### Task statement
For this exercise, output the line holding "In this picture, where can the sandy" and all subsequent lines of the entries below, unchanged, up to and including the last.
=====
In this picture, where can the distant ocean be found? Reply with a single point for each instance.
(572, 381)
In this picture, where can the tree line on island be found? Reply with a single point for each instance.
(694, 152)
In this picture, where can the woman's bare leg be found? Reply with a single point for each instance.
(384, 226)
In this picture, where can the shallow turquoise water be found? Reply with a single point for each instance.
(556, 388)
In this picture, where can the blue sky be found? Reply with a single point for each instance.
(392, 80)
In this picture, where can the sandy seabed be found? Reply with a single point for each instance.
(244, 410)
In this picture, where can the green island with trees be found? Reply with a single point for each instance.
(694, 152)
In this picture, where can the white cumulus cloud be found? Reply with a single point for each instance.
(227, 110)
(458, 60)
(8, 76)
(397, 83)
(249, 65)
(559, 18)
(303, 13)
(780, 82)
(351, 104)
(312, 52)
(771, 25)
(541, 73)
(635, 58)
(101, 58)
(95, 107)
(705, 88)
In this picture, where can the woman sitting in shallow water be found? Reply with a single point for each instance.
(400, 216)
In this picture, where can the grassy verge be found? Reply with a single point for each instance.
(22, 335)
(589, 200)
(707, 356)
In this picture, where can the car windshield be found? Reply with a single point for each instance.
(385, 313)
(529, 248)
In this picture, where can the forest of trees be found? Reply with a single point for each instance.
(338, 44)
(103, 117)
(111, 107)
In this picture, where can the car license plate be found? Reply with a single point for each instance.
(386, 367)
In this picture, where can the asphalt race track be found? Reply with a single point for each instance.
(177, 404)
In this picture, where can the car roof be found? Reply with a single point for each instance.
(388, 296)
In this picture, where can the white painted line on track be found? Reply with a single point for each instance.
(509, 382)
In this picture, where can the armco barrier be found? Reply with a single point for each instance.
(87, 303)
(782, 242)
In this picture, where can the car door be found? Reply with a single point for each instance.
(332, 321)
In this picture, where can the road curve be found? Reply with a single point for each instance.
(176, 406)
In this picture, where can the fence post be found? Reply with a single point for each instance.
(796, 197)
=====
### Task output
In this picture, where can the sandy seabed be found? Reply with a single point for each instance.
(244, 410)
In this picture, where can the green island with trees be found? Reply with a single point for each instance.
(694, 152)
In this picture, where can the white cumulus cloud be found? Reply with a single point for each instance.
(227, 110)
(458, 60)
(8, 76)
(397, 83)
(249, 65)
(559, 18)
(303, 13)
(780, 82)
(351, 104)
(312, 52)
(771, 25)
(541, 73)
(635, 58)
(101, 58)
(95, 107)
(705, 88)
In this picture, where can the woman sitting in shallow water be found? Reply with a single point for each instance.
(400, 216)
In this picture, where can the grassy verge be found? Reply with a single point for each instance.
(22, 335)
(589, 200)
(707, 356)
In this picture, where can the car windshield be found? Reply with a single point for each instance.
(385, 313)
(529, 248)
In this picture, where can the forest of trees be found? Reply with a single point for each instance.
(338, 44)
(103, 117)
(111, 107)
In this picture, where can the car license plate be found? Reply with a single point for each instance.
(386, 367)
In this picture, where can the asphalt race track be found? Reply with a single point for each instance.
(177, 404)
In this picture, where can the car roof be found? Reply with a single point for each instance.
(388, 296)
In this picture, where can the white painted line on track be found? Reply with a single point for each instance.
(509, 382)
In this picture, where can the armco barrier be found? Reply with a single point for each instance.
(87, 303)
(782, 242)
In this picture, where can the car door be found? Reply with a single point for each instance.
(332, 321)
In this picture, where can the road curve be found? Reply with a single point for each instance.
(176, 406)
In this picture, where can the fence post be found? Reply with a single point for each instance.
(796, 197)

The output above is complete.